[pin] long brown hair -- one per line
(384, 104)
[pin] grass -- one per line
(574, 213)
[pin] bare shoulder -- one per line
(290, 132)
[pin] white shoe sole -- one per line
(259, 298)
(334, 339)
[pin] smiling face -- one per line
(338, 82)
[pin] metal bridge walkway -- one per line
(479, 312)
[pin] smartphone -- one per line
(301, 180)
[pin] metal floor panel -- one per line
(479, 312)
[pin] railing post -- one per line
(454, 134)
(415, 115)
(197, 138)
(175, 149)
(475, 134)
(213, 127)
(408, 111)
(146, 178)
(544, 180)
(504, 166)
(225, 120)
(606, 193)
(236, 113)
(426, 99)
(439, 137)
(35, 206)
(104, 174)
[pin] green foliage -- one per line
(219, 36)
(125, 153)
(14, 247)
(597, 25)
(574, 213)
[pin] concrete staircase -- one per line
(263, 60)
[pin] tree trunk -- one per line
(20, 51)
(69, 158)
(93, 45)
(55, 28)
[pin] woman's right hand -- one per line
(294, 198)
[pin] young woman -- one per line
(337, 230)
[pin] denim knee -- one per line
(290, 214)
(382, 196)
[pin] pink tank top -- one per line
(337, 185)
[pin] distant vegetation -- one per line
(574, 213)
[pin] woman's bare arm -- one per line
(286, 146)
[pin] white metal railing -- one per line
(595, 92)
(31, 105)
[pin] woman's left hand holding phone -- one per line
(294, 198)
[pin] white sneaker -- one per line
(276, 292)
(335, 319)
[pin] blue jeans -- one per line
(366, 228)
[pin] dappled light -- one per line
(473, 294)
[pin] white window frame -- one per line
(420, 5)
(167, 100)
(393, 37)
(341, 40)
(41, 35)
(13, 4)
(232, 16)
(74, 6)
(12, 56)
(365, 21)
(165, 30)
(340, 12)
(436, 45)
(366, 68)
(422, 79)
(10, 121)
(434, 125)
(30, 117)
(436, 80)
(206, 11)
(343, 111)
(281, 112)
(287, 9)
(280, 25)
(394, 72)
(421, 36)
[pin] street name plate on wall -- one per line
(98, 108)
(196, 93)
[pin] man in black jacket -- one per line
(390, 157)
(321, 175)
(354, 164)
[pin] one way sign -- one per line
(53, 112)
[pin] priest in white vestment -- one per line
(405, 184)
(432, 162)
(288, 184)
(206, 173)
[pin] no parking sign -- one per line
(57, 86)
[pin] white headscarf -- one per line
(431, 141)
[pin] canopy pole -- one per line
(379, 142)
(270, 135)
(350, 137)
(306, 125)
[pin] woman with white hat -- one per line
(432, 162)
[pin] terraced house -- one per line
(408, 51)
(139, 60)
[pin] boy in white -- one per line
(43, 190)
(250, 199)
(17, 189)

What the task requires >>
Extract every line of the material above, unchanged and in its original order.

Solution to the exercise >>
[pin] long brown hair -- one per line
(384, 104)
[pin] grass -- one per line
(574, 213)
[pin] bare shoulder -- one per line
(290, 132)
[pin] white shoe sole -- one per line
(259, 298)
(334, 339)
[pin] smiling face -- one per line
(338, 82)
[pin] metal bridge walkway -- one per line
(479, 312)
[pin] smartphone -- one per line
(301, 180)
[pin] metal floor panel -- one per line
(479, 312)
[pin] railing post -- one per line
(454, 134)
(415, 115)
(197, 138)
(175, 149)
(475, 134)
(213, 127)
(408, 111)
(146, 178)
(544, 180)
(504, 166)
(225, 120)
(606, 193)
(236, 113)
(426, 99)
(439, 137)
(35, 206)
(104, 174)
[pin] green foliage -- one per line
(219, 36)
(125, 153)
(14, 247)
(597, 25)
(574, 213)
[pin] concrete staircase -- one per line
(263, 60)
[pin] tree trunk -- one per line
(20, 51)
(69, 158)
(93, 45)
(55, 28)
[pin] woman's right hand -- one per line
(294, 198)
[pin] young woman -- one per line
(337, 230)
[pin] denim knee -- one per line
(290, 214)
(382, 196)
[pin] pink tank top -- one per line
(337, 185)
[pin] distant vegetation -- one per line
(574, 213)
[pin] woman's bare arm -- one per line
(286, 146)
[pin] white metal railing -- one per line
(595, 92)
(31, 105)
[pin] woman's left hand holding phone -- one per line
(294, 198)
[pin] white sneaker -- one per line
(276, 292)
(335, 319)
[pin] blue jeans -- one per line
(366, 228)
[pin] dappled light -- one per line
(473, 294)
[pin] white window frame -- one per line
(420, 5)
(167, 100)
(393, 37)
(341, 40)
(41, 35)
(13, 4)
(232, 16)
(74, 6)
(12, 56)
(365, 21)
(165, 30)
(340, 12)
(436, 45)
(366, 68)
(422, 79)
(10, 121)
(434, 125)
(30, 117)
(436, 80)
(206, 11)
(343, 111)
(281, 112)
(287, 9)
(280, 25)
(394, 72)
(421, 36)
[pin] street name plate on wall -- one per line
(98, 108)
(196, 93)
[pin] man in black jacket -- one per line
(390, 157)
(321, 175)
(354, 164)
[pin] one way sign -- one per line
(53, 112)
[pin] priest in white vestment -- one per line
(405, 184)
(432, 162)
(288, 184)
(206, 173)
[pin] no parking sign -- one per line
(57, 86)
[pin] white headscarf -- one per line
(431, 141)
[pin] canopy pole -- one per line
(379, 142)
(270, 135)
(350, 137)
(306, 125)
[pin] woman with white hat -- one per line
(432, 162)
[pin] terraced house -- one per line
(408, 51)
(139, 60)
[pin] boy in white -- one per line
(43, 190)
(250, 199)
(17, 189)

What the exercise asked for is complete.